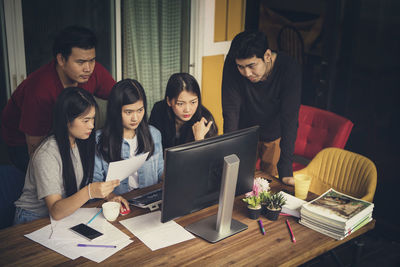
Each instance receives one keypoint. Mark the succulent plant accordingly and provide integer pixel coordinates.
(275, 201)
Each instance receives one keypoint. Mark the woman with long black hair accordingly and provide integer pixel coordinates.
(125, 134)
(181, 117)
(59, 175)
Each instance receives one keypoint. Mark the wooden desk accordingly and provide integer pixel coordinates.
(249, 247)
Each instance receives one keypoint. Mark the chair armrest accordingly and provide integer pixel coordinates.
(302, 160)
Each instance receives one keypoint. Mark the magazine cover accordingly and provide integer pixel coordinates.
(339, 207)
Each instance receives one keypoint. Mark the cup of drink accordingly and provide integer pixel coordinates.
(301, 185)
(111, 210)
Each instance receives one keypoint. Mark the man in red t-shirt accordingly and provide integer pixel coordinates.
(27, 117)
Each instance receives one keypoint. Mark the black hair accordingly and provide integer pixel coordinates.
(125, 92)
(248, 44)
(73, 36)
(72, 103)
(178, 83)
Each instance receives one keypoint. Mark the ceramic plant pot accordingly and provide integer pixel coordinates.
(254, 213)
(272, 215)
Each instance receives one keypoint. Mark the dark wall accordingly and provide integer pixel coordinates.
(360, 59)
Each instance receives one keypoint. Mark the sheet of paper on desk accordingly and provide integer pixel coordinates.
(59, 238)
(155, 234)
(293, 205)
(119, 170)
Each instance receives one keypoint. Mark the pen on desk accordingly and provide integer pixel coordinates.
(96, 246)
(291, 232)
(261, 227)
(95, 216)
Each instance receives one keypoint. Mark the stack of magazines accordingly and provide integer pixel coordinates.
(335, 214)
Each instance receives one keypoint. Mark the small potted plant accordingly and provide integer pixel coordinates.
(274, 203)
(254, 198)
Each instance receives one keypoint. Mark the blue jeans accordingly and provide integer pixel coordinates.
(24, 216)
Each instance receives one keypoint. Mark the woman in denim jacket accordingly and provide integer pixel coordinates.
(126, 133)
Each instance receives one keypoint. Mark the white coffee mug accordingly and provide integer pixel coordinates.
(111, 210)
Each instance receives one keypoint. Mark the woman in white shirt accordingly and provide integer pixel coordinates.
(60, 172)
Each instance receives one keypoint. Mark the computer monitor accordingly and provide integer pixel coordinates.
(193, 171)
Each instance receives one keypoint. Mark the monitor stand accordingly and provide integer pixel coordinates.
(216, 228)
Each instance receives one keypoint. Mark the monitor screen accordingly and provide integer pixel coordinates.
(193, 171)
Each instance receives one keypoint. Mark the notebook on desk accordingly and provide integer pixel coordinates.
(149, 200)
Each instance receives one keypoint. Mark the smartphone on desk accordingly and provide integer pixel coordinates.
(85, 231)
· · · · ·
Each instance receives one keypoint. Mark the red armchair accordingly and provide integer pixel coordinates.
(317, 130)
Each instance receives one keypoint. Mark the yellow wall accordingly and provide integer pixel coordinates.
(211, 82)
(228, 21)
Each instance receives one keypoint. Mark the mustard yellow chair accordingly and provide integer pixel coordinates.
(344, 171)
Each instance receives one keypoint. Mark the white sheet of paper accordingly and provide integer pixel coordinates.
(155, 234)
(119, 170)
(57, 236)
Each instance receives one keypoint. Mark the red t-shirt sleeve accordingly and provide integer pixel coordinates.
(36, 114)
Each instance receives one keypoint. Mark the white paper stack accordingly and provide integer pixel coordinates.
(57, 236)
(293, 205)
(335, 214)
· · · · ·
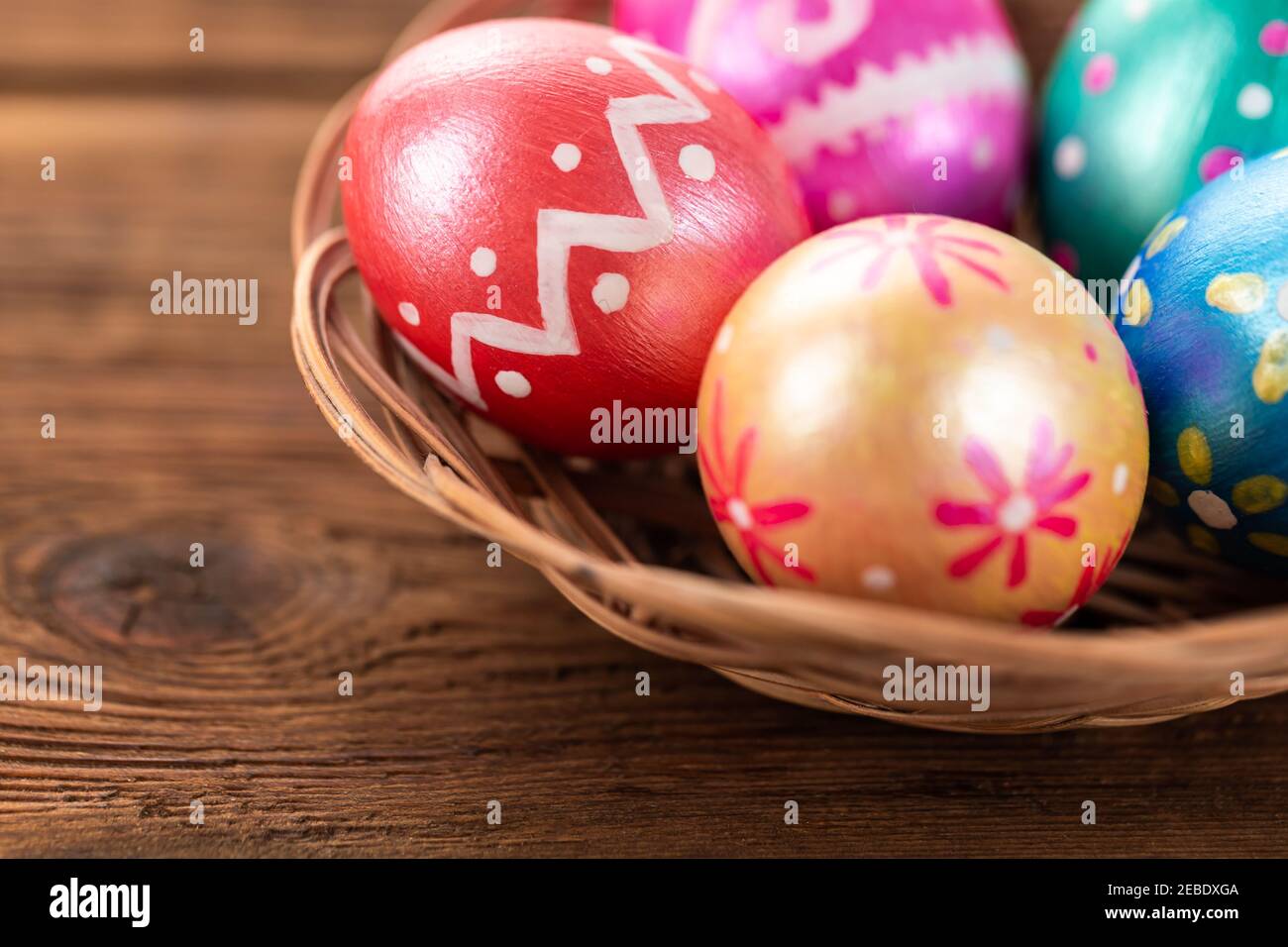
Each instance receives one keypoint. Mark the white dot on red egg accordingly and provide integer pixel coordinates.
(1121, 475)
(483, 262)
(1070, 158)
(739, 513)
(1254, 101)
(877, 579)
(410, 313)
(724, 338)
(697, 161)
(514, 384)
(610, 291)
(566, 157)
· · · · ·
Work to be completed » Gather every line of the material above that contains the word "white".

Output for this exercise »
Each instance receives one keypoint. Mark the white coffee mug accordingly and provide integer pixel coordinates.
Each instance receives one keypoint. Mark the woman in white shirt accordingly and provide integer pixel coordinates.
Each instance receives one keypoint. Mark the white sheet of paper accordingly and provide integer pixel coordinates.
Each instance receives one keypoint. Mark the white paper stack accordingly and provide integer pixel coordinates.
Each instance receives one keypoint. Mark the white dot on red egg accordingly and provide integer pixel coordinates.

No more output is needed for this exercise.